[TUS INSTRUCCIONES]:
Reescribe todo el listado siguiente como una lista numerada, con una línea por número y sin las líneas en blanco.

[DATOS ALMACENADOS]:
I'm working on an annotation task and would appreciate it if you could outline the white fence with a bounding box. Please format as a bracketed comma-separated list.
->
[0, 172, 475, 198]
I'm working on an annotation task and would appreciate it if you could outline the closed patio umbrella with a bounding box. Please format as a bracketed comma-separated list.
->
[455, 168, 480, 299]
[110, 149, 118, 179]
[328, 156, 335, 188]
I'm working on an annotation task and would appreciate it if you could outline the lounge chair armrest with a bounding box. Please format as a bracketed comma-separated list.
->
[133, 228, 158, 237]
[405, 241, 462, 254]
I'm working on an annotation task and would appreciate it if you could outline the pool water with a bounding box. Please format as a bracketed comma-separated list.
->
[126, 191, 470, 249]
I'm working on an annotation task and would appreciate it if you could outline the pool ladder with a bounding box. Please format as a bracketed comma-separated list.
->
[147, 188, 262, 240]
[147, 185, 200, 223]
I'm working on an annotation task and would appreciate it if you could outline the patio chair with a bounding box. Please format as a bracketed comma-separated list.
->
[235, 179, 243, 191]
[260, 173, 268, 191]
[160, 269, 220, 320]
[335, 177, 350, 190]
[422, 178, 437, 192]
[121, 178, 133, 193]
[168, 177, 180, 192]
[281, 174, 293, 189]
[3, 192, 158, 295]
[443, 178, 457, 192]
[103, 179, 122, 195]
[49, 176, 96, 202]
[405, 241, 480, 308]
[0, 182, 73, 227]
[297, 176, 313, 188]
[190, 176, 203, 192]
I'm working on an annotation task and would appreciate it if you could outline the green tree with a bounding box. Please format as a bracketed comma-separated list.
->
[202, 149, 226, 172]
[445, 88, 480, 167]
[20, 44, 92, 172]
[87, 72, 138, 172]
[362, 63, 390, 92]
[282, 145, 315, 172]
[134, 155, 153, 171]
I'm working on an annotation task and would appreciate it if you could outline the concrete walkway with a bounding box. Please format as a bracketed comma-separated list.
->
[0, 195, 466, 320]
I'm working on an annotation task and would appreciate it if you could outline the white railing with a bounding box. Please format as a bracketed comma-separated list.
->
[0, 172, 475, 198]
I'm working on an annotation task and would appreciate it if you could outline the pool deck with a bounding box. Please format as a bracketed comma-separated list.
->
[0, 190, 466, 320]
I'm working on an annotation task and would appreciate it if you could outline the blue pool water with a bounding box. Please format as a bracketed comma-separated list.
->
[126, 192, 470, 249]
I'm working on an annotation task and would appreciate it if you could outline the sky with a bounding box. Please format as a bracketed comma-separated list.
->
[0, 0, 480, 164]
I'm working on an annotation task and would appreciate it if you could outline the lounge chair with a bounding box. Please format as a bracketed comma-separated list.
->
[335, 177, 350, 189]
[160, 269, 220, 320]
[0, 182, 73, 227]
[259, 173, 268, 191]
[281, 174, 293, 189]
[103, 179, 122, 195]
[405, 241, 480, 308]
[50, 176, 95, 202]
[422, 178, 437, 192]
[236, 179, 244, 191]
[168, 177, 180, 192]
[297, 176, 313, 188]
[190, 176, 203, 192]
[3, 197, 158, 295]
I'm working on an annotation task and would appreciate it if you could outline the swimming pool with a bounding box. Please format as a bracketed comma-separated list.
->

[RESPUESTA AL EJERCICIO]:
1. I'm working on an annotation task and would appreciate it if you could outline the white fence with a bounding box. Please format as a bracketed comma-separated list.
2. ->
3. [0, 172, 475, 198]
4. I'm working on an annotation task and would appreciate it if you could outline the closed patio umbrella with a bounding box. Please format as a bracketed comma-separated list.
5. ->
6. [455, 168, 480, 299]
7. [110, 149, 118, 179]
8. [328, 156, 335, 188]
9. I'm working on an annotation task and would appreciate it if you could outline the lounge chair armrest with a bounding box. Please format as a bracketed comma-separated list.
10. ->
11. [133, 228, 158, 237]
12. [405, 241, 462, 254]
13. I'm working on an annotation task and would appreciate it if you could outline the pool water with a bounding box. Please format as a bracketed comma-separated list.
14. ->
15. [126, 191, 470, 249]
16. I'm working on an annotation task and would appreciate it if you could outline the pool ladder with a bounding box. Please format as a bracketed comma-separated list.
17. ->
18. [147, 188, 262, 240]
19. [147, 185, 200, 223]
20. I'm working on an annotation task and would appreciate it if you could outline the patio chair with a bounding box. Please format as a bracketed comma-separated list.
21. ->
22. [235, 179, 243, 191]
23. [260, 173, 268, 191]
24. [160, 269, 220, 320]
25. [335, 177, 350, 190]
26. [422, 178, 437, 192]
27. [121, 178, 133, 193]
28. [168, 177, 180, 192]
29. [281, 174, 293, 189]
30. [3, 192, 158, 295]
31. [443, 178, 457, 192]
32. [103, 179, 122, 195]
33. [49, 176, 96, 202]
34. [405, 241, 480, 308]
35. [0, 182, 73, 227]
36. [297, 176, 313, 188]
37. [190, 176, 203, 192]
38. I'm working on an annotation task and would appreciate it if you could outline the green tree with a bounding box. Please format as a bracketed comma-separated list.
39. ->
40. [202, 149, 226, 172]
41. [445, 88, 480, 167]
42. [20, 44, 92, 172]
43. [87, 72, 138, 172]
44. [362, 63, 390, 92]
45. [282, 145, 315, 172]
46. [134, 155, 153, 171]
47. I'm working on an annotation task and would appreciate it if you could outline the concrete walkway with a bounding box. Please format as a bracketed comma-separated list.
48. ->
49. [0, 195, 466, 320]
50. I'm working on an annotation task and would appreciate it if you could outline the white railing with a bounding box. Please format as a bracketed comma-separated list.
51. ->
52. [0, 172, 475, 198]
53. I'm working on an annotation task and would appreciate it if you could outline the pool deck with a bounding box. Please format as a bracketed comma-separated list.
54. ->
55. [0, 190, 466, 320]
56. I'm working on an annotation task and would appreciate it if you could outline the blue pool water with a bounding box. Please format as a bracketed comma-separated list.
57. ->
58. [126, 192, 470, 249]
59. I'm working on an annotation task and would appreciate it if you could outline the sky with a bounding box. Please format as a bracketed comma-separated list.
60. ->
61. [0, 0, 480, 164]
62. I'm working on an annotation task and would appreciate it if you could outline the lounge chair with a bounding box. Please format as a bracketed comma-separated list.
63. ->
64. [335, 177, 350, 189]
65. [160, 269, 220, 320]
66. [0, 182, 73, 227]
67. [259, 173, 268, 191]
68. [281, 174, 293, 189]
69. [103, 179, 122, 195]
70. [405, 241, 480, 308]
71. [50, 176, 95, 202]
72. [422, 178, 437, 192]
73. [236, 179, 244, 191]
74. [168, 177, 180, 192]
75. [297, 176, 313, 188]
76. [190, 176, 203, 192]
77. [3, 197, 158, 295]
78. I'm working on an annotation task and would appreciate it if you could outline the swimming pool with a bounding box. Please format as a bracketed comma-separated list.
79. ->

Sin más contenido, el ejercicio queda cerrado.